__Items__:
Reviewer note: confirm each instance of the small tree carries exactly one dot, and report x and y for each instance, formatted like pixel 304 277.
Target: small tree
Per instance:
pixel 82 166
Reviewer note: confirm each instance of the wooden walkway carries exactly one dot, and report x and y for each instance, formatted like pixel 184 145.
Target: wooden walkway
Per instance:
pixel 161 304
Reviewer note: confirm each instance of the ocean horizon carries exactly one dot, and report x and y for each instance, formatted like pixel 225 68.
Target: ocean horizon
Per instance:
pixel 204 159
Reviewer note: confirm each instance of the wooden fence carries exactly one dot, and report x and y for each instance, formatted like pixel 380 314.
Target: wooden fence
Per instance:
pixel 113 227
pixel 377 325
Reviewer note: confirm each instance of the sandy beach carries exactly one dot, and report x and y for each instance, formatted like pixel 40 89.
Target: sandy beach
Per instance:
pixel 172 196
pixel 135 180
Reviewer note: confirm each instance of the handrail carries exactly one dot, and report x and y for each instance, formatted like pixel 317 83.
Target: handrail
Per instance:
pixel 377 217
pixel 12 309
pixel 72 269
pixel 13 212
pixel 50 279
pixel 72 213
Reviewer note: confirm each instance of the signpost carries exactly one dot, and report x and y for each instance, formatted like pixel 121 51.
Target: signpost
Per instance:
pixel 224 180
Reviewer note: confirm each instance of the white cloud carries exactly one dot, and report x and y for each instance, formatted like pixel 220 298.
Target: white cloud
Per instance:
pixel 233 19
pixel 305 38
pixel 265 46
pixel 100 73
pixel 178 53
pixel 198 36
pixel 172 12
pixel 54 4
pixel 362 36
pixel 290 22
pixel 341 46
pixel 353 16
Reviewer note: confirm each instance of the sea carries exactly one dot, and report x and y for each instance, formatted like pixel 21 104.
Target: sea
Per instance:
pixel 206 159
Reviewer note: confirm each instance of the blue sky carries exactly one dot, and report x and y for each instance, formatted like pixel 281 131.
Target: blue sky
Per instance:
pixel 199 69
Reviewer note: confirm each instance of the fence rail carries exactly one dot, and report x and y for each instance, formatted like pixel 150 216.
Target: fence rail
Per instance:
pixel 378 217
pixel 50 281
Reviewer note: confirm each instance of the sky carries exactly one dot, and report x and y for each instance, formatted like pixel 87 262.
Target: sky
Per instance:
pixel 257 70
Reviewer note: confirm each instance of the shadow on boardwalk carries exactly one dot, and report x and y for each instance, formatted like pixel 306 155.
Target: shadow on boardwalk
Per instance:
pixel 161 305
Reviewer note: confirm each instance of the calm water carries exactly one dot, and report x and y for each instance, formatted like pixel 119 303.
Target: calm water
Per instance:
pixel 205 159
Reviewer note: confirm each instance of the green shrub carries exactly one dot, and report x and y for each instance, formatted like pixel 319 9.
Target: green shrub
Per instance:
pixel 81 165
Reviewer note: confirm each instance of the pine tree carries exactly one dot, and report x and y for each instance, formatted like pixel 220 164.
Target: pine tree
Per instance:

__Work to complete__:
Convert every line in the entries above into a numbered list, leaving out any blank lines.

__Result of the exercise__:
1. Reviewer note: confirm each instance of the small tree carries exactly one dot, and report x and y for each instance, formatted like pixel 304 277.
2. Target: small tree
3. Per instance:
4. pixel 82 166
5. Reviewer note: confirm each instance of the wooden walkway carries exactly one dot, and report x and y for each instance, formatted like pixel 184 145.
6. Target: wooden walkway
7. Per instance:
8. pixel 161 304
9. Reviewer note: confirm each instance of the ocean horizon carries exactly one dot, and report x and y for each instance, formatted like pixel 225 68.
10. Target: ocean horizon
11. Per instance:
12. pixel 204 159
13. Reviewer note: confirm each instance of the wooden fence carries exactly one dot, and report x and y for each instance, formatted like pixel 380 314.
14. Target: wooden fence
15. Per instance:
16. pixel 113 227
17. pixel 377 325
18. Reviewer note: confirm each instance of the sandy beach carries exactly one dot, and report x and y for each instance, formatted like pixel 40 89.
19. Target: sandy beach
20. Per instance:
21. pixel 172 196
22. pixel 135 180
23. Reviewer note: confirm each instance of the handrail carries exactly one dot, and report x and y for each instance, formatted like pixel 317 83.
24. Target: handrail
25. Per instance:
26. pixel 377 217
27. pixel 12 309
28. pixel 72 269
29. pixel 13 212
30. pixel 50 279
31. pixel 72 213
32. Reviewer note: confirm each instance of the signpost carries exactly one dot, and report x and y for each instance, formatted like pixel 121 51.
33. Target: signpost
34. Per instance:
35. pixel 224 180
36. Reviewer note: confirm each instance of the white cloud carries exactly one dot, and report x and y for each instance, formatted like pixel 220 298.
37. Target: white cloud
38. Per instance:
39. pixel 233 19
40. pixel 305 38
41. pixel 265 46
42. pixel 100 73
43. pixel 178 53
44. pixel 198 36
45. pixel 172 12
46. pixel 54 4
47. pixel 362 36
48. pixel 290 22
49. pixel 341 46
50. pixel 353 16
51. Reviewer note: confirm each instance of the sea carries exactly one dot, and report x and y for each instance, formatted like pixel 21 104.
52. Target: sea
53. Per instance:
54. pixel 206 159
55. Reviewer note: confirm each instance of the blue sky carries exactly one dot, and report x and y for each instance, formatted like pixel 281 131.
56. Target: blue sky
57. Per instance:
58. pixel 199 69
59. Reviewer note: confirm each instance of the fence rail carries exactly one dot, and report x and y for each instance, formatted like pixel 150 216.
60. Target: fence rail
61. Per instance:
62. pixel 378 217
63. pixel 50 281
64. Reviewer note: confirm each instance of the sky carries exactly one dot, and report x and y for each instance, formatted like pixel 87 262.
65. Target: sky
66. Per instance:
67. pixel 257 70
68. Reviewer note: confirm each instance of the shadow on boardwalk carries exactly one dot, and report x and y for each instance, formatted like pixel 306 155.
69. Target: shadow on boardwalk
70. Per instance:
71. pixel 161 305
72. Reviewer note: confirm each instance of the calm water carries exactly one dot, and report x and y for each instance, formatted like pixel 119 303.
73. Target: calm water
74. Per instance:
75. pixel 205 159
76. Reviewer note: confirm each instance of the green shrub carries exactly one dot, and report x and y for each instance, formatted like pixel 319 9.
77. Target: green shrub
78. Per instance:
79. pixel 81 165
80. Reviewer note: confirm each instance of the pine tree carries exactly one dot, and report x and y for each instance, formatted like pixel 220 164.
81. Target: pine tree
82. Per instance:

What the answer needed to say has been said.